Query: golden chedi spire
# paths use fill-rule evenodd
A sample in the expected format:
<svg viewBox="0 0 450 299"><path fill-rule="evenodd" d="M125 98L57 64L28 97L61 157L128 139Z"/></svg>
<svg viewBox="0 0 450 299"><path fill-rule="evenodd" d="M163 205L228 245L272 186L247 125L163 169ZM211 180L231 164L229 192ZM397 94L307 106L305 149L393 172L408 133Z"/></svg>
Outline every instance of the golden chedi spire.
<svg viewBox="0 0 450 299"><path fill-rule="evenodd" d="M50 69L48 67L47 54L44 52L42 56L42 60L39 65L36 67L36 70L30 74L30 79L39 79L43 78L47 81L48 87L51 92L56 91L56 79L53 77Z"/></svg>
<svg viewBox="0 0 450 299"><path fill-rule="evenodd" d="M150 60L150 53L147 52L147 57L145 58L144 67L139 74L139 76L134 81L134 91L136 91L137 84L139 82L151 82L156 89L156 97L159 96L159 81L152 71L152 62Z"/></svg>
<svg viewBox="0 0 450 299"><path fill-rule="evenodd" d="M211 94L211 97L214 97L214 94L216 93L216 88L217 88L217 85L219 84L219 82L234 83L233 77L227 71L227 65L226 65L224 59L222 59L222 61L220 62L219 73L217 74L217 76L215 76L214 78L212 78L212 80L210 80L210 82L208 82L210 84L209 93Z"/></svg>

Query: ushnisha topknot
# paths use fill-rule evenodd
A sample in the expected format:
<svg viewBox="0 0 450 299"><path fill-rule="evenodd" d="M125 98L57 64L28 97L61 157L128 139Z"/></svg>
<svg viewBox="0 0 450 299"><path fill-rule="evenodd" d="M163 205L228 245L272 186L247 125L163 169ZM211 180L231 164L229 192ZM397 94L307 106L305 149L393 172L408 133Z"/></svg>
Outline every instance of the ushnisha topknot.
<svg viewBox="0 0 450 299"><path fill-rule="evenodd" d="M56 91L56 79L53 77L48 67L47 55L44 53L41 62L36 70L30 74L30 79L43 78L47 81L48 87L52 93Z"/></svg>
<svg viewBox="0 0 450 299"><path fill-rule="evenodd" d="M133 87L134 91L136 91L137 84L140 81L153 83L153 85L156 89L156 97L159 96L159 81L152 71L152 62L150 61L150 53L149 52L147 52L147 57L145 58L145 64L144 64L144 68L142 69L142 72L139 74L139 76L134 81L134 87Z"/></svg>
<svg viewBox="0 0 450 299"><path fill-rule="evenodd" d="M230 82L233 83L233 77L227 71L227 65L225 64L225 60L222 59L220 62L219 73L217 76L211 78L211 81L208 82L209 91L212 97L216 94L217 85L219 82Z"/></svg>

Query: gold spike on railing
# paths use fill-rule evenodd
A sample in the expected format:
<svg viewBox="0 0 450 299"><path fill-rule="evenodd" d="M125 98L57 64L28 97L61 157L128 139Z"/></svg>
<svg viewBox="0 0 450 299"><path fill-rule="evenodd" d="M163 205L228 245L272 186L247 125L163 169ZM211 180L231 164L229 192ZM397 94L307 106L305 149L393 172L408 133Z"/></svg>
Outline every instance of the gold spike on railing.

What is needed => Swap "spire" for "finial" in the listing from its first line up to and including the line with "94L211 97L214 97L214", leaving everything else unchanged, and output only those lines.

Response to the task =>
Query: golden chedi finial
# paths use fill-rule evenodd
A sample in the expected format:
<svg viewBox="0 0 450 299"><path fill-rule="evenodd" d="M125 98L57 64L28 97L61 157L128 139Z"/></svg>
<svg viewBox="0 0 450 299"><path fill-rule="evenodd" d="M163 205L228 245L272 186L247 125L163 169ZM211 180L231 164L229 192ZM397 94L307 106L305 149L393 172L408 133Z"/></svg>
Outline every instance of the golden chedi finial.
<svg viewBox="0 0 450 299"><path fill-rule="evenodd" d="M50 69L48 67L47 54L44 52L42 56L42 60L39 65L36 67L36 70L30 74L30 79L39 79L43 78L47 81L48 87L51 92L56 91L56 79L53 77Z"/></svg>
<svg viewBox="0 0 450 299"><path fill-rule="evenodd" d="M150 60L150 53L147 52L147 57L145 58L144 67L139 74L139 76L134 81L134 91L136 91L137 84L139 82L151 82L156 89L156 97L159 96L159 81L152 71L152 62Z"/></svg>
<svg viewBox="0 0 450 299"><path fill-rule="evenodd" d="M211 94L211 97L214 97L214 94L216 93L216 88L217 88L217 85L219 84L219 82L234 83L233 77L227 71L227 65L226 65L224 59L222 59L222 61L220 62L219 73L217 74L217 76L215 76L214 78L212 78L212 80L210 80L210 82L208 82L210 84L209 93Z"/></svg>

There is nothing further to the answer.